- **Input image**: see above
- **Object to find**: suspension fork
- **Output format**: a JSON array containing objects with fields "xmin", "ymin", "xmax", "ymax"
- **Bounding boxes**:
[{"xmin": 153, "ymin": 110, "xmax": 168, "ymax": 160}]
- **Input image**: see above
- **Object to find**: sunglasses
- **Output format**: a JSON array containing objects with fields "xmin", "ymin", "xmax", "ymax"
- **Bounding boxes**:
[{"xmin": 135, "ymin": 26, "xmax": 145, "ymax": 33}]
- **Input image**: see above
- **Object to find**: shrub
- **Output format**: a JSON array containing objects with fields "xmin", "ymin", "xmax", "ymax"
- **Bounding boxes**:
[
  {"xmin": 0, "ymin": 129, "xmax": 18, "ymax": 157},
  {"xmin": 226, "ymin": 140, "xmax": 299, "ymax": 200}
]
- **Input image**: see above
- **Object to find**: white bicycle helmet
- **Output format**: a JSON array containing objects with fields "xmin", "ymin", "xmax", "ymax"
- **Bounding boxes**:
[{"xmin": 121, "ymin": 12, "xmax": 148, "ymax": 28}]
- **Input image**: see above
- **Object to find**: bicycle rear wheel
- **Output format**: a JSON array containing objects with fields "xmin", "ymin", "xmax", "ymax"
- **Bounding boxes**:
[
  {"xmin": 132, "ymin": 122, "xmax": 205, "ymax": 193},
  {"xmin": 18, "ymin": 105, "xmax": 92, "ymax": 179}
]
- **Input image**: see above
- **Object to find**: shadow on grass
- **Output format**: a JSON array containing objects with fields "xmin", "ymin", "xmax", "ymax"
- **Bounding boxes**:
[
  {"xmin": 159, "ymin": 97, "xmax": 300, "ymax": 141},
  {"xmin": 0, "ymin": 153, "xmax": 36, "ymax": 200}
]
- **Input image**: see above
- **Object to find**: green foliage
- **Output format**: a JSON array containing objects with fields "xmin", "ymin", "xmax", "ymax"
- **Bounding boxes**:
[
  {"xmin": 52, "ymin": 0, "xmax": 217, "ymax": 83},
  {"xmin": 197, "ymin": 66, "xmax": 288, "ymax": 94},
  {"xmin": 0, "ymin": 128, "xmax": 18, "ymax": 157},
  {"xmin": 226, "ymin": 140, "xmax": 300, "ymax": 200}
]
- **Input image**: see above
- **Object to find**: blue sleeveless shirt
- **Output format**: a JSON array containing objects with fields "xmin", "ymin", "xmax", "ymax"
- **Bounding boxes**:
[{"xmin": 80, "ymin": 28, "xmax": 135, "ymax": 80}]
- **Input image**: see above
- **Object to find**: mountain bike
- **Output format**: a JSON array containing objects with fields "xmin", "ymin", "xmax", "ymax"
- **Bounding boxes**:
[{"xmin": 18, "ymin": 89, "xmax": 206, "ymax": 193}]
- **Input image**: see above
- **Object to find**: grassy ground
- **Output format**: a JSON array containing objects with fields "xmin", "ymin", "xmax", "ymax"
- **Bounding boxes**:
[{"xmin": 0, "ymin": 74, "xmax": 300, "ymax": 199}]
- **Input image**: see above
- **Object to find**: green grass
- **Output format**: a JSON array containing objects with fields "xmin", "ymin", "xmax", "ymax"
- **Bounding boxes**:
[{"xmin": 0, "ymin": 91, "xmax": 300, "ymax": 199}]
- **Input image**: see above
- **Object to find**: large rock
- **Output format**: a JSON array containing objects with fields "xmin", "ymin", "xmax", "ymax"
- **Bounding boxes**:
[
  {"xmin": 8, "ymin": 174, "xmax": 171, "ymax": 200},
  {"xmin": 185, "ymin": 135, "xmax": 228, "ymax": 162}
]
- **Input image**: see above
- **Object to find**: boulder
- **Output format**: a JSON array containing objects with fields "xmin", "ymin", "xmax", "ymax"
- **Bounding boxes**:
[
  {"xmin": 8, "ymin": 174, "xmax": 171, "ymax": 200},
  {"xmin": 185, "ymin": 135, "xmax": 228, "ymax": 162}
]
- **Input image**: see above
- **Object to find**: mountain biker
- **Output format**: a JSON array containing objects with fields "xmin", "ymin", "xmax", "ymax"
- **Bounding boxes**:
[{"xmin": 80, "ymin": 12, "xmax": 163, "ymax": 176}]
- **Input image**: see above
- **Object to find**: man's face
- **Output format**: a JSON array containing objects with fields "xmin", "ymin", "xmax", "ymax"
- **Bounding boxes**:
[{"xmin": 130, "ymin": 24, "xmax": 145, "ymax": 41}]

> **What you are asked to do**: Find every line in the rows above that contains the word "green", and copy each of those lines.

> **The result**:
- **Object to find**: green foliage
- **Object to find**: green grass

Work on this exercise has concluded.